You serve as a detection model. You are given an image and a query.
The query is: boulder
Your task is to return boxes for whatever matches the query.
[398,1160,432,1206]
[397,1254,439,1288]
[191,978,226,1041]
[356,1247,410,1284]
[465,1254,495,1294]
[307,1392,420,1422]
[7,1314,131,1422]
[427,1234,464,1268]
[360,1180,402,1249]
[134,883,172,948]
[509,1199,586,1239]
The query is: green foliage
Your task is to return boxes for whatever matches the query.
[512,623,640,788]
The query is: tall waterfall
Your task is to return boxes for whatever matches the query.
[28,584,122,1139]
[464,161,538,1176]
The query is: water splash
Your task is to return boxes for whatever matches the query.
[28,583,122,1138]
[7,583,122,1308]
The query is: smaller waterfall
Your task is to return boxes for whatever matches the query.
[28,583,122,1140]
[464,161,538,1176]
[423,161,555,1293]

* * *

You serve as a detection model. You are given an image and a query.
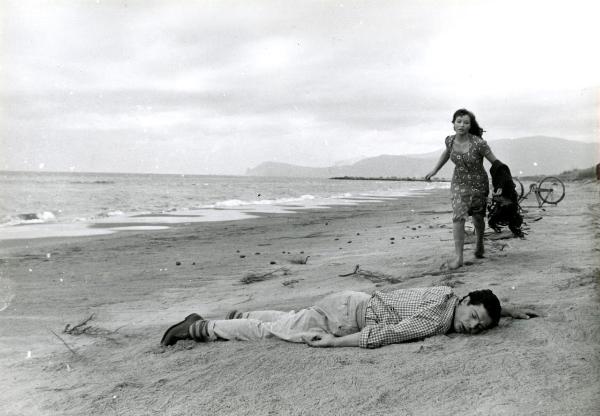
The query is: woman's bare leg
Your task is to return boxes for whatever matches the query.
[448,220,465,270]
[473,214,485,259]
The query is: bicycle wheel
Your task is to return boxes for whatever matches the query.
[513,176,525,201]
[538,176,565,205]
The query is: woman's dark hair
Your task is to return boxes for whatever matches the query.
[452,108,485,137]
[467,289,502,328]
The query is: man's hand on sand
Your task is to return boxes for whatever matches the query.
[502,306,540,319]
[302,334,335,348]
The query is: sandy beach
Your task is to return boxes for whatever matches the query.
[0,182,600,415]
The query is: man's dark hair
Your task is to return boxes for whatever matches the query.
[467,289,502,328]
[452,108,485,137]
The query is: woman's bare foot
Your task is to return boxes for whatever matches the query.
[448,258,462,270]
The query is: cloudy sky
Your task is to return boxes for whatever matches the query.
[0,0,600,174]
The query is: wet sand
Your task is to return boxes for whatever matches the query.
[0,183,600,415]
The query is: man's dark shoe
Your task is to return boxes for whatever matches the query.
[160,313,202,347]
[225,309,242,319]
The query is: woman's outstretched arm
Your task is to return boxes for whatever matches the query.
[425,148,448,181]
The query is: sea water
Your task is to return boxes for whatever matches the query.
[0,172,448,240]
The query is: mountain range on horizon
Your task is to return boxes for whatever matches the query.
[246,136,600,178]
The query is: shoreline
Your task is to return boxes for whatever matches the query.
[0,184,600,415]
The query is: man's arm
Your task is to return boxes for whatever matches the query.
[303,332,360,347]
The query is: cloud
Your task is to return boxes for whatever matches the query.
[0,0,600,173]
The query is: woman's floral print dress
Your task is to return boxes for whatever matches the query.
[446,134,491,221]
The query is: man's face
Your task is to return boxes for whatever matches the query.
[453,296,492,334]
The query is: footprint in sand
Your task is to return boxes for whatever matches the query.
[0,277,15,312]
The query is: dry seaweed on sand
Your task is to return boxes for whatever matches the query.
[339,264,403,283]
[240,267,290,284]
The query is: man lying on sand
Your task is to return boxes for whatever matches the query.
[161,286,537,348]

==

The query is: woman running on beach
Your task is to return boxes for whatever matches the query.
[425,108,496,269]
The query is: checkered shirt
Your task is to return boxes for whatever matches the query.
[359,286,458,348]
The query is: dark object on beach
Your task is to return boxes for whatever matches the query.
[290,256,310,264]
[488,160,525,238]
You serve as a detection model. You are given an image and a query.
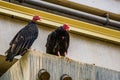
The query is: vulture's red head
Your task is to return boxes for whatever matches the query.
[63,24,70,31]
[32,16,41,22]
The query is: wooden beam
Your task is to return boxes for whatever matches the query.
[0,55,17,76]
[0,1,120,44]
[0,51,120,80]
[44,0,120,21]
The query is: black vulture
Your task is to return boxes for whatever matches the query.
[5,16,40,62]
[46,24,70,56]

| WHAT TO WORK ON |
Please copy the data above word for word. Begin at the line that contains "The query is: woman's bare foot" and stop after the line that contains "[0,0,600,174]".

| THE RESULT |
The query is: woman's bare foot
Your task is to return boxes for whatever matches the query.
[448,258,462,270]
The query is: cloudy sky
Your task is to return boxes for whatever matches the query.
[0,0,600,174]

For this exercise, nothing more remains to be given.